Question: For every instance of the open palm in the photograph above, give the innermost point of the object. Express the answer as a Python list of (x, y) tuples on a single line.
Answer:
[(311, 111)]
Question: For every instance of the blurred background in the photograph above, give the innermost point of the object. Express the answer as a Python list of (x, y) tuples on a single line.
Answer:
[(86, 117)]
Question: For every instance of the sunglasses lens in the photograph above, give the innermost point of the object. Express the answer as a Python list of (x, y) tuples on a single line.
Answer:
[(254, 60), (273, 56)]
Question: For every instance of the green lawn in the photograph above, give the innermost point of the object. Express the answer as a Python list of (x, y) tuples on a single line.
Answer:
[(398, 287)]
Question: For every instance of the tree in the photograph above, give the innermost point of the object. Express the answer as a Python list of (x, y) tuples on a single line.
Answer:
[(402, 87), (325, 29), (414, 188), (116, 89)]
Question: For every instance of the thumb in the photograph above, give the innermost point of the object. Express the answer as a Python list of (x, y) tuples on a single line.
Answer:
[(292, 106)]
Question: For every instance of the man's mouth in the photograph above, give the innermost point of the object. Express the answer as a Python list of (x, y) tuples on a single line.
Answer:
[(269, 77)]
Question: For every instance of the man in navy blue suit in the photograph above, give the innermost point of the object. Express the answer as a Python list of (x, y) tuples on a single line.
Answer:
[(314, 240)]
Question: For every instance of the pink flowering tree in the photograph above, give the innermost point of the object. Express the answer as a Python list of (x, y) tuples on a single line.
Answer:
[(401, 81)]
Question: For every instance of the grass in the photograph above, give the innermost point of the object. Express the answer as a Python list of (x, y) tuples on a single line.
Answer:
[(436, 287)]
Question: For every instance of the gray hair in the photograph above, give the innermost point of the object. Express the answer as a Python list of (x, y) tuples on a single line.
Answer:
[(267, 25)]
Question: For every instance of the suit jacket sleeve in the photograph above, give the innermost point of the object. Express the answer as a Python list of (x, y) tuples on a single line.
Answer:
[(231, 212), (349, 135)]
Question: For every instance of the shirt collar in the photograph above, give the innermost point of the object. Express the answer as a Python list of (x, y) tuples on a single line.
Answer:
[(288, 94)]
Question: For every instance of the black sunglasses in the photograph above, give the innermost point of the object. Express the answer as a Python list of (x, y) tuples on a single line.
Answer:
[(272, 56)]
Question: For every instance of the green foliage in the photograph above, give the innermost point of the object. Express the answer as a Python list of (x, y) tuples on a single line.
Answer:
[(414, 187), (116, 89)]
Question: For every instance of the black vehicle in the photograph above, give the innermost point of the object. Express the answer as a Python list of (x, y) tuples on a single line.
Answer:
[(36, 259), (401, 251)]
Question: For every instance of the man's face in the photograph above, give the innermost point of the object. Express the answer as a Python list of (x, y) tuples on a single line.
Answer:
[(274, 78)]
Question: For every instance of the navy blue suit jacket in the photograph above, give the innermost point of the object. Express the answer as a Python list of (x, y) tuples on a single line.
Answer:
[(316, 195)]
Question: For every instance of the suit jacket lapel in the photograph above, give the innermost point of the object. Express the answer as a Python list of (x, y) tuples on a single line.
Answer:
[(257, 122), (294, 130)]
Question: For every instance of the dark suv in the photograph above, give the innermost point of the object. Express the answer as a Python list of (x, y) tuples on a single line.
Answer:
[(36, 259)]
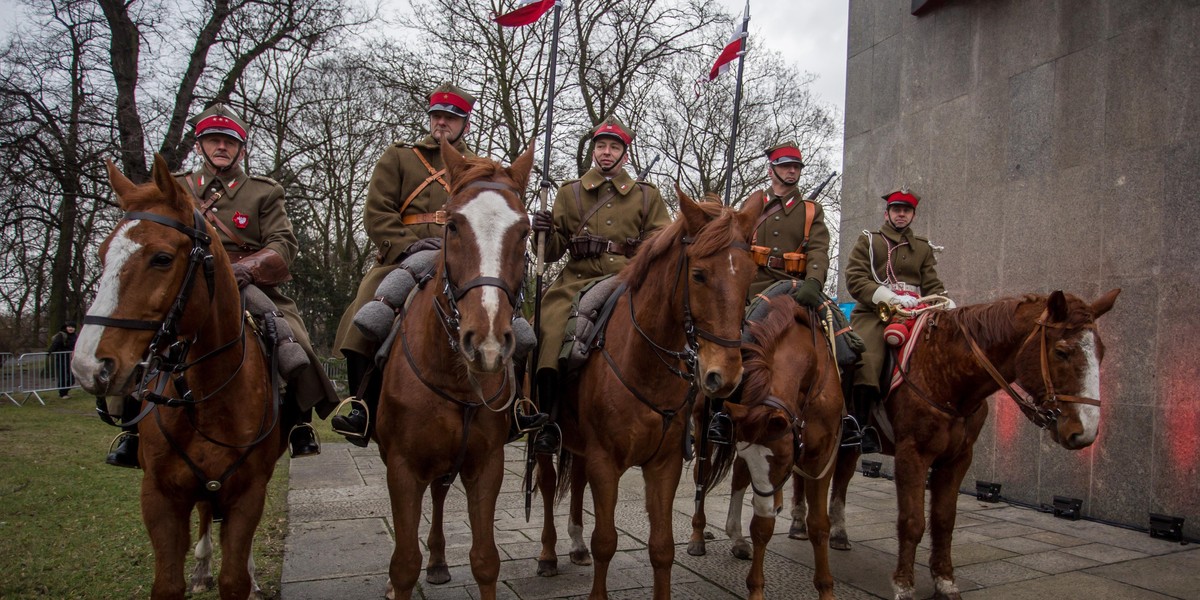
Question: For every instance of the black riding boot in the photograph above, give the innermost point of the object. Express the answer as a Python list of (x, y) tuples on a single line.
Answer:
[(125, 451), (550, 437), (357, 425), (304, 438)]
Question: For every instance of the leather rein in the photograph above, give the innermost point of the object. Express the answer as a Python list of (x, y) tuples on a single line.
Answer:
[(450, 318)]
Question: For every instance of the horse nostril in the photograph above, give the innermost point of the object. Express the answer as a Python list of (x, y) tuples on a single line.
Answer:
[(713, 382)]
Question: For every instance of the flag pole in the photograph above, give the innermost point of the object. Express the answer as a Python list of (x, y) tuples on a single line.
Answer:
[(737, 107), (540, 264)]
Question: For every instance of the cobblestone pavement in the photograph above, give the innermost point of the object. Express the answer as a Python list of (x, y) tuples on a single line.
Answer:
[(341, 537)]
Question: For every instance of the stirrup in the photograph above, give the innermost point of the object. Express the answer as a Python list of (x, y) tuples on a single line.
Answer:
[(720, 429), (355, 405), (316, 439)]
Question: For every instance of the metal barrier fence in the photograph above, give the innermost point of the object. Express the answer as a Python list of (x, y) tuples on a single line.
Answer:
[(31, 375)]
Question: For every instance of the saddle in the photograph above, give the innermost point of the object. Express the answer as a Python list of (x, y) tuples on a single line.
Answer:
[(587, 322)]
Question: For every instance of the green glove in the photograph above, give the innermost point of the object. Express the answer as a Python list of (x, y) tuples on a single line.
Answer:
[(809, 293)]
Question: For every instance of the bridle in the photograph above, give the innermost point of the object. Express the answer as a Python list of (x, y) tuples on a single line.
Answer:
[(689, 355), (450, 318), (1044, 409)]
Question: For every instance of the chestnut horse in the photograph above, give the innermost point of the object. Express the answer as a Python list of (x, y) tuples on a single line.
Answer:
[(449, 384), (1049, 345), (167, 327), (675, 331), (790, 419)]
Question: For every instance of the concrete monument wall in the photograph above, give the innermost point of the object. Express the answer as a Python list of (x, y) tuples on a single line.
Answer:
[(1056, 145)]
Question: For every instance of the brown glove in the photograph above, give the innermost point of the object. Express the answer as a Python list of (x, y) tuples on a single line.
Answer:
[(264, 268)]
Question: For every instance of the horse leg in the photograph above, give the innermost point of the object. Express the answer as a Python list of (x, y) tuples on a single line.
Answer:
[(406, 492), (911, 519), (799, 528), (741, 480), (202, 575), (817, 521), (603, 475), (167, 521), (436, 570), (580, 553), (481, 493), (661, 480), (943, 491), (237, 543), (547, 486), (847, 459)]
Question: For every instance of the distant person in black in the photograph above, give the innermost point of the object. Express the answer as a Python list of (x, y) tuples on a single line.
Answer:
[(64, 345)]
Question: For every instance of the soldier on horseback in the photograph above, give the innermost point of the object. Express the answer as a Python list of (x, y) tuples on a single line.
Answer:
[(403, 216), (252, 223), (600, 220), (894, 267)]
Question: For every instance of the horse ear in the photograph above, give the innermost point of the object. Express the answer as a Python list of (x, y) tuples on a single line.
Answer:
[(694, 217), (121, 184), (1104, 304), (521, 167), (748, 216), (1056, 305), (453, 159), (172, 192)]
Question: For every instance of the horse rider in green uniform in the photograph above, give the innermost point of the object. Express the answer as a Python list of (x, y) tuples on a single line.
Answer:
[(403, 215), (251, 220), (791, 241), (889, 265), (600, 220)]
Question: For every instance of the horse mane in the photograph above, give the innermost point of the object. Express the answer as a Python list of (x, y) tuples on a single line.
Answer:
[(717, 234)]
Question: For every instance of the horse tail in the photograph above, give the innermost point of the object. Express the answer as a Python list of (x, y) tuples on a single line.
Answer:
[(564, 475)]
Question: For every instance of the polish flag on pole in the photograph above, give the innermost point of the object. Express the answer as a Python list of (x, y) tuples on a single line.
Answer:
[(527, 12)]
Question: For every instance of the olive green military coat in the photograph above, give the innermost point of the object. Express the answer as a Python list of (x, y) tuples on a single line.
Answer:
[(784, 232), (252, 208), (399, 172), (624, 215), (913, 263)]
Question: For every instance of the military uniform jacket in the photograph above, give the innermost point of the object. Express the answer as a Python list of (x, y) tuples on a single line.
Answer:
[(399, 173), (912, 263), (783, 231), (624, 215), (252, 208)]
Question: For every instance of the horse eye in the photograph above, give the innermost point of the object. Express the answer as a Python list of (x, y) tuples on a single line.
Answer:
[(161, 259)]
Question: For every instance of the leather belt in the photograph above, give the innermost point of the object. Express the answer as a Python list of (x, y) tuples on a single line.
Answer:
[(438, 217)]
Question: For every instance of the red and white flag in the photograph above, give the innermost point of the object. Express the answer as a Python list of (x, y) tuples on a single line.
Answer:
[(527, 12)]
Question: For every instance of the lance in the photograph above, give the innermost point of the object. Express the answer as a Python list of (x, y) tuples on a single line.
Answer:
[(816, 191), (540, 264), (737, 106)]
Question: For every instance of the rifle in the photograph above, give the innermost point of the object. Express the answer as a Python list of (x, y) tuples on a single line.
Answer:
[(641, 174), (816, 191)]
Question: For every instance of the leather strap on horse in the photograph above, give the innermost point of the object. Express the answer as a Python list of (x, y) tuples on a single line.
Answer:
[(435, 175)]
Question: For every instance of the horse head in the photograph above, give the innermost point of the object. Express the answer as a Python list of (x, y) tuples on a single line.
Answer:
[(159, 259), (483, 255), (1060, 365)]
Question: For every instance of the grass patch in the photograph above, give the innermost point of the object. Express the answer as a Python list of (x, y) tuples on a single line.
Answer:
[(71, 526)]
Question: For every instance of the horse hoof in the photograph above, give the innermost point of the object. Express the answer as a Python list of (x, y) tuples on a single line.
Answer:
[(547, 568), (203, 585), (437, 575), (798, 533)]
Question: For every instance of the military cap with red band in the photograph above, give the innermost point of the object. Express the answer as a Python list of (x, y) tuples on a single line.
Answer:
[(451, 99), (901, 197), (220, 119), (785, 153), (613, 127)]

What to produce:
The answer must be every line of the data that holds the word "flag".

Answer space:
Question: For every instance of the flag pole in the photograph above, give the innermost point of the object. Express the answer as a Python list of (x, y) tuples on a single line.
Question: For every instance of the polish flag on pole in the photograph above, give the innermost point of the object. Express the answer as a Python list of (x, y) tuples on a single line.
Question: For every instance of the red and white flag in the photograph above, give the innermost point of the object. Express the answer as a Python list of (x, y) tuples on a single line.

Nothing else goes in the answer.